Coordinate labeling data:
□ □ □ □ □ □ □
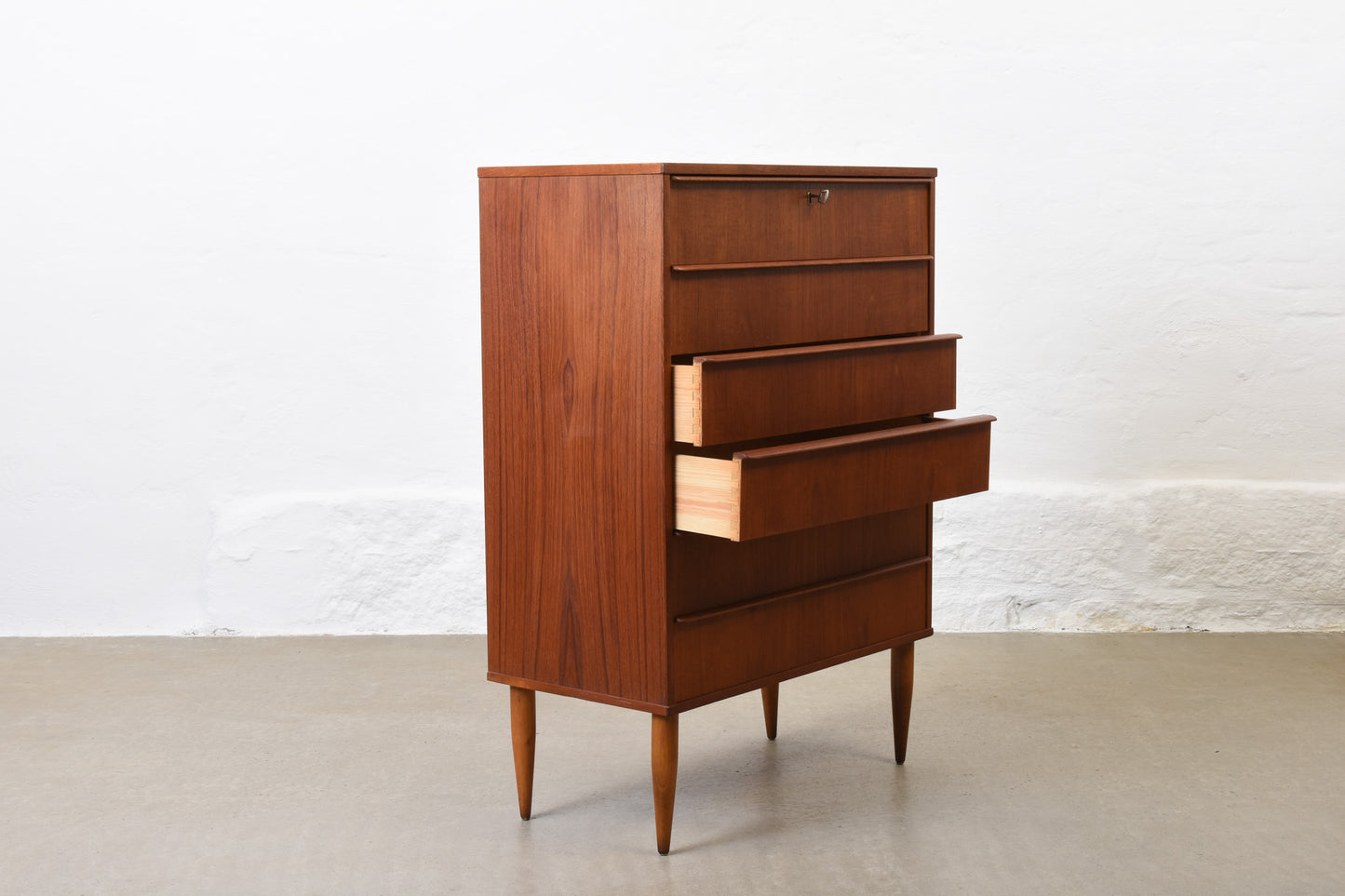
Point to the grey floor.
(1039, 765)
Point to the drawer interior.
(760, 220)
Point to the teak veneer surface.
(574, 388)
(704, 168)
(782, 317)
(752, 395)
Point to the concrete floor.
(1039, 765)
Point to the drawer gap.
(797, 592)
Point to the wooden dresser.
(710, 451)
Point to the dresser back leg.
(522, 711)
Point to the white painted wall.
(238, 349)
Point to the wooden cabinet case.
(709, 436)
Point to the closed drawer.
(736, 648)
(731, 308)
(752, 220)
(764, 491)
(755, 395)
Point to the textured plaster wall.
(238, 349)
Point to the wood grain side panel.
(775, 638)
(574, 370)
(768, 221)
(706, 572)
(732, 310)
(760, 395)
(815, 483)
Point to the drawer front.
(756, 395)
(746, 220)
(765, 491)
(728, 310)
(733, 649)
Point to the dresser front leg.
(903, 672)
(771, 706)
(522, 712)
(664, 760)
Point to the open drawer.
(764, 491)
(755, 395)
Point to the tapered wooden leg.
(903, 672)
(522, 712)
(771, 706)
(664, 759)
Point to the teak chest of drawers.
(710, 451)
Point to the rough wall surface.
(239, 356)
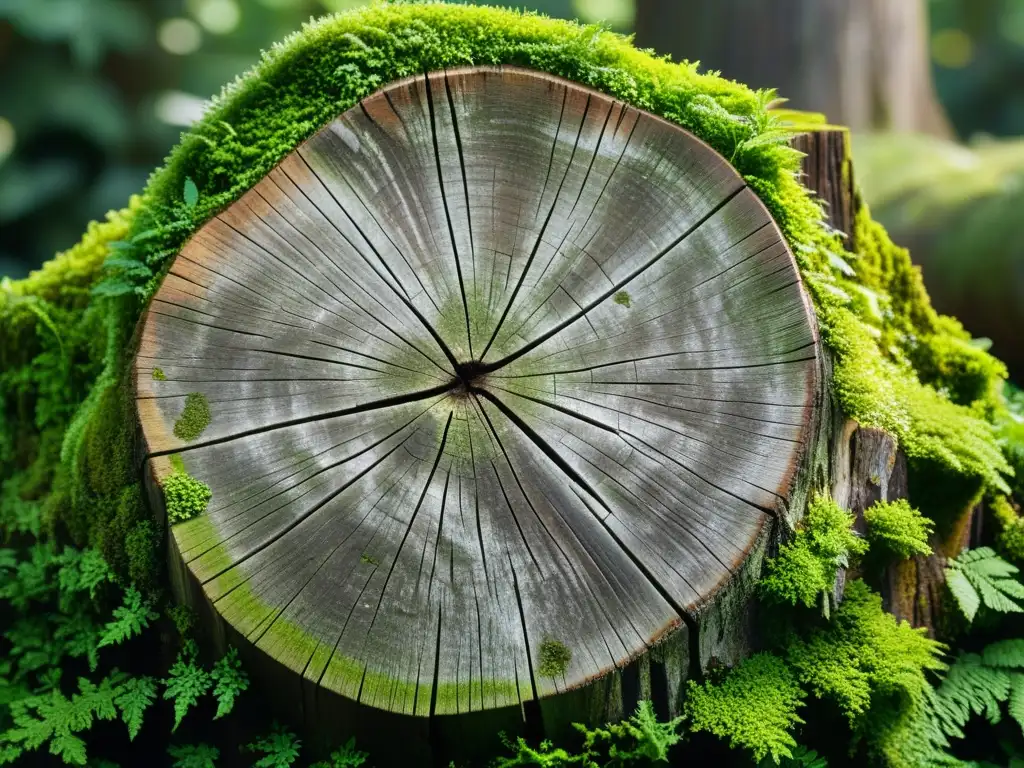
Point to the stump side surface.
(496, 368)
□ □ □ □ □ □ □
Add 128 to every coordinate in the answers, and write out again all lines from the one holding "Point to the rough wall surface." through the end of the records, inclusive. Leave the pictures out.

### SOLUTION FOR THIS TASK
Point to the rough wall surface.
(367, 484)
Point to the stump side surface.
(624, 496)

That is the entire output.